Set task: Your task is to repeat the records exactly from the line containing "task: outline the white football jersey" onward, through the final line.

━━ Entries supplied ━━

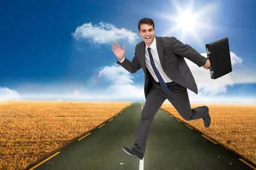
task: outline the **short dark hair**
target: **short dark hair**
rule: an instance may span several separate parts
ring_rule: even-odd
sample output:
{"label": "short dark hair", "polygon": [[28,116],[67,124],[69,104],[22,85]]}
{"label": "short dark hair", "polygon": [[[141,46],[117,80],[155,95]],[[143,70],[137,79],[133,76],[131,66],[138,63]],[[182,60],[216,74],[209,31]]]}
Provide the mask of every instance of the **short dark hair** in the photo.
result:
{"label": "short dark hair", "polygon": [[148,18],[143,18],[139,21],[139,23],[138,24],[138,28],[139,29],[139,31],[140,31],[140,25],[143,24],[147,24],[149,26],[153,26],[153,28],[154,29],[154,21],[151,19]]}

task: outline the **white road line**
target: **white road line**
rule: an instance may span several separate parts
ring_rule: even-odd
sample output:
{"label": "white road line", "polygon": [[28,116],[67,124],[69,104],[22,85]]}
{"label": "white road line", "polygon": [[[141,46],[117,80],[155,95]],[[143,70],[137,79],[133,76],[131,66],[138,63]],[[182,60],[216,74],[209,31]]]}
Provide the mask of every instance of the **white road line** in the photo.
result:
{"label": "white road line", "polygon": [[[142,102],[141,102],[141,109],[143,109],[143,106],[142,106]],[[140,167],[139,170],[144,170],[144,157],[141,159],[140,159]]]}

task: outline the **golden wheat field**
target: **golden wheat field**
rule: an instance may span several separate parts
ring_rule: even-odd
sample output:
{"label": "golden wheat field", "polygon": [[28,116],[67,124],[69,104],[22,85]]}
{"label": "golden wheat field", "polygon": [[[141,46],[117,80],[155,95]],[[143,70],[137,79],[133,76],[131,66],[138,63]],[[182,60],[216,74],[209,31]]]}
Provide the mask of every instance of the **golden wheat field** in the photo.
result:
{"label": "golden wheat field", "polygon": [[193,108],[204,105],[209,108],[211,116],[211,124],[207,128],[201,119],[185,120],[171,104],[163,104],[161,108],[256,164],[256,105],[191,106]]}
{"label": "golden wheat field", "polygon": [[0,102],[0,170],[23,170],[49,157],[131,103]]}
{"label": "golden wheat field", "polygon": [[[23,170],[49,157],[132,103],[0,102],[0,170]],[[256,164],[256,105],[207,105],[208,128],[202,120],[184,120],[170,104],[161,109]]]}

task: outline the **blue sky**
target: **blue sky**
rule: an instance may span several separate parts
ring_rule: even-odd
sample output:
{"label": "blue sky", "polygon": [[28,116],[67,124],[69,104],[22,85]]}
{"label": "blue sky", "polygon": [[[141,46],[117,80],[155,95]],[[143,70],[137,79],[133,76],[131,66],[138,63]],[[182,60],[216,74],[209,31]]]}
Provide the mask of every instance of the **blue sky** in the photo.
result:
{"label": "blue sky", "polygon": [[[255,103],[256,1],[87,1],[2,3],[0,100],[145,101],[142,70],[118,65],[111,43],[125,45],[131,61],[138,22],[149,17],[156,36],[175,37],[203,56],[205,44],[229,38],[231,73],[211,79],[186,60],[198,87],[198,95],[189,90],[192,103]],[[186,18],[198,17],[178,26],[189,11]]]}

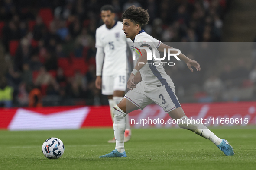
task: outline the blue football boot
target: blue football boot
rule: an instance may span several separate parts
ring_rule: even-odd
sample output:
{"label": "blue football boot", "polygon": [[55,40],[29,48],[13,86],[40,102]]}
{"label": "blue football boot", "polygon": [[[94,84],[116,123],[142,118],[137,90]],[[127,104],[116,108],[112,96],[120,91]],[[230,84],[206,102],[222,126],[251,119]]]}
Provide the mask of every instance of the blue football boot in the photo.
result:
{"label": "blue football boot", "polygon": [[117,149],[113,150],[109,154],[105,154],[105,155],[100,156],[99,157],[101,158],[102,157],[127,157],[125,152],[123,153],[119,153]]}
{"label": "blue football boot", "polygon": [[234,154],[234,149],[228,144],[227,140],[222,139],[222,142],[220,144],[217,146],[220,151],[222,151],[226,156],[233,156]]}

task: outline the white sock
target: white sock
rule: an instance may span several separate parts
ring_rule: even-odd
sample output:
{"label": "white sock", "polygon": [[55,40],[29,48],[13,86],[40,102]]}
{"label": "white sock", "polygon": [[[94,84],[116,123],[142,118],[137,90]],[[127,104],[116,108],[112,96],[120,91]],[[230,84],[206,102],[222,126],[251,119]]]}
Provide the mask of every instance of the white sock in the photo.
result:
{"label": "white sock", "polygon": [[[113,100],[116,103],[116,105],[120,103],[121,101],[123,100],[123,97],[113,97]],[[129,122],[129,117],[128,115],[126,115],[126,130],[130,130],[131,129],[131,126],[130,126],[130,123]]]}
{"label": "white sock", "polygon": [[[187,120],[189,119],[186,116],[181,117],[180,120],[183,120],[183,122],[182,123],[181,121],[179,122],[178,125],[180,127],[191,130],[204,138],[210,140],[216,146],[221,143],[222,140],[203,124],[194,123],[193,122],[191,123],[188,123],[187,125]],[[188,121],[188,123],[190,122],[191,122]]]}
{"label": "white sock", "polygon": [[113,107],[117,105],[116,102],[113,99],[108,99],[108,104],[110,108],[110,113],[111,114],[112,122],[114,123],[114,117],[113,117]]}
{"label": "white sock", "polygon": [[114,115],[114,134],[116,139],[116,148],[120,153],[124,152],[124,132],[126,114],[117,106],[113,108]]}

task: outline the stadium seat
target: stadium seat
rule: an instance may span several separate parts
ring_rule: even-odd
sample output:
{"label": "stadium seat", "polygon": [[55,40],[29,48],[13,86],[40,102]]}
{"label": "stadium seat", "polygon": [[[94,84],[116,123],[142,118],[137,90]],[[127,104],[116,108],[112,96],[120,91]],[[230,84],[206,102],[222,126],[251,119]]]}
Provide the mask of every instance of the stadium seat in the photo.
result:
{"label": "stadium seat", "polygon": [[2,36],[3,36],[3,33],[2,31],[3,30],[3,28],[5,25],[5,23],[4,22],[1,21],[0,22],[0,37],[1,38],[2,38]]}
{"label": "stadium seat", "polygon": [[83,23],[83,26],[85,28],[88,27],[88,26],[90,24],[90,19],[86,19],[84,21],[84,23]]}
{"label": "stadium seat", "polygon": [[48,85],[42,85],[41,86],[41,92],[42,95],[45,96],[46,95],[48,88]]}
{"label": "stadium seat", "polygon": [[39,11],[39,15],[41,17],[45,25],[49,28],[50,24],[53,19],[53,15],[51,8],[41,9]]}
{"label": "stadium seat", "polygon": [[63,70],[70,68],[70,64],[68,59],[66,58],[62,58],[58,59],[58,66]]}
{"label": "stadium seat", "polygon": [[56,71],[56,70],[49,70],[48,71],[48,72],[53,77],[56,78],[56,77],[57,76],[57,71]]}
{"label": "stadium seat", "polygon": [[37,78],[39,74],[39,71],[33,71],[33,73],[32,73],[32,78],[33,79],[33,82],[34,82],[34,83],[36,82],[36,78]]}
{"label": "stadium seat", "polygon": [[34,39],[32,39],[31,40],[31,46],[33,48],[36,48],[38,45],[38,41]]}
{"label": "stadium seat", "polygon": [[19,45],[19,40],[11,40],[9,41],[9,51],[12,56],[14,56]]}
{"label": "stadium seat", "polygon": [[88,66],[85,63],[83,57],[72,58],[72,67],[74,70],[80,70],[83,74],[84,74],[88,70]]}
{"label": "stadium seat", "polygon": [[88,50],[90,48],[88,47],[84,47],[83,49],[83,57],[84,57],[85,60],[87,59],[87,54],[88,54]]}
{"label": "stadium seat", "polygon": [[29,31],[32,32],[34,31],[34,27],[36,25],[36,21],[31,20],[29,21]]}
{"label": "stadium seat", "polygon": [[72,77],[75,74],[75,71],[72,68],[64,70],[64,76],[66,77]]}

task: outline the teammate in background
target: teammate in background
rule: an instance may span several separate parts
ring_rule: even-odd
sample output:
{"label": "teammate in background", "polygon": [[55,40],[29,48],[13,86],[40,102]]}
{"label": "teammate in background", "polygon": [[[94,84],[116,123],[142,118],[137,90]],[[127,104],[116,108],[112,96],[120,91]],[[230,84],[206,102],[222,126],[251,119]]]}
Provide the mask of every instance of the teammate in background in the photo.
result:
{"label": "teammate in background", "polygon": [[[224,139],[214,135],[203,124],[188,123],[188,119],[185,115],[174,91],[174,85],[170,77],[166,74],[162,64],[154,65],[153,62],[161,62],[153,59],[147,60],[147,53],[145,48],[157,49],[156,56],[160,58],[158,51],[164,52],[164,49],[172,48],[146,33],[141,26],[147,24],[149,16],[147,10],[134,6],[129,7],[122,16],[123,30],[127,38],[133,40],[133,46],[140,49],[142,55],[136,55],[137,63],[127,82],[128,91],[122,101],[113,109],[114,114],[114,133],[116,139],[116,148],[110,153],[99,157],[126,157],[123,143],[125,129],[125,116],[133,110],[143,109],[146,106],[155,102],[163,108],[172,119],[176,120],[181,128],[190,130],[195,133],[211,140],[227,156],[234,154],[233,148]],[[200,70],[199,64],[182,54],[178,57],[187,63],[188,67],[193,72],[191,66]],[[139,62],[140,63],[139,65]],[[141,64],[144,63],[144,64]],[[146,65],[145,63],[147,63]],[[136,85],[134,78],[139,71],[142,81]]]}
{"label": "teammate in background", "polygon": [[[96,30],[96,80],[95,85],[107,95],[113,123],[113,108],[123,99],[126,91],[126,41],[122,31],[122,22],[115,20],[114,8],[104,5],[100,9],[104,24]],[[128,116],[126,117],[124,142],[131,137],[131,130]],[[115,143],[114,138],[109,143]]]}

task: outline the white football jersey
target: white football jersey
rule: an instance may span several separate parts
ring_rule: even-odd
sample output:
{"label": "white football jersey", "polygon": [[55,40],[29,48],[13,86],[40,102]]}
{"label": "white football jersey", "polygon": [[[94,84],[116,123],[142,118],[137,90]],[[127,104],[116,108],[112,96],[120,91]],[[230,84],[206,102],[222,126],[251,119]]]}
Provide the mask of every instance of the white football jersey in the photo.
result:
{"label": "white football jersey", "polygon": [[123,24],[117,21],[111,29],[104,24],[96,30],[95,47],[103,48],[104,53],[102,76],[125,74],[126,66],[126,41]]}
{"label": "white football jersey", "polygon": [[[161,61],[156,60],[153,57],[152,49],[154,49],[156,57],[160,58],[160,53],[157,50],[157,48],[161,44],[161,42],[146,33],[143,29],[136,35],[133,42],[133,47],[138,49],[139,49],[140,47],[143,46],[147,46],[152,50],[152,60],[147,61],[146,65],[144,65],[139,70],[142,81],[144,84],[150,85],[173,85],[173,82],[170,76],[165,71]],[[136,49],[136,48],[134,49]],[[135,54],[137,61],[139,55],[136,52]],[[158,63],[155,63],[156,64],[154,65],[154,62],[160,63],[161,64],[158,65]]]}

━━━

Written response:
task: outline the white football jersey
target: white football jersey
rule: an instance may span several separate parts
ring_rule: even-odd
sample output:
{"label": "white football jersey", "polygon": [[55,40],[29,48],[13,86],[40,102]]}
{"label": "white football jersey", "polygon": [[[94,84],[116,123],[142,118],[137,90]],[[127,104],[116,108],[112,96],[120,91]],[[230,84],[206,102],[222,126],[251,119]]]}
Provide the mask of every instance of the white football jersey in the photo.
result:
{"label": "white football jersey", "polygon": [[123,24],[117,21],[111,29],[104,24],[96,30],[95,47],[103,48],[104,53],[102,76],[125,74],[126,66],[126,41]]}
{"label": "white football jersey", "polygon": [[[161,61],[156,60],[153,57],[152,49],[154,49],[156,57],[160,58],[160,53],[157,50],[157,48],[161,44],[161,42],[146,33],[143,29],[136,35],[133,42],[133,47],[138,49],[139,49],[140,47],[143,46],[147,46],[152,50],[152,60],[147,61],[146,65],[144,65],[139,70],[142,81],[144,84],[150,85],[173,85],[173,82],[170,76],[165,71]],[[136,49],[136,48],[134,49]],[[135,54],[137,61],[139,55],[136,52]],[[158,63],[155,63],[156,64],[154,65],[154,62],[160,63],[161,64],[158,65]]]}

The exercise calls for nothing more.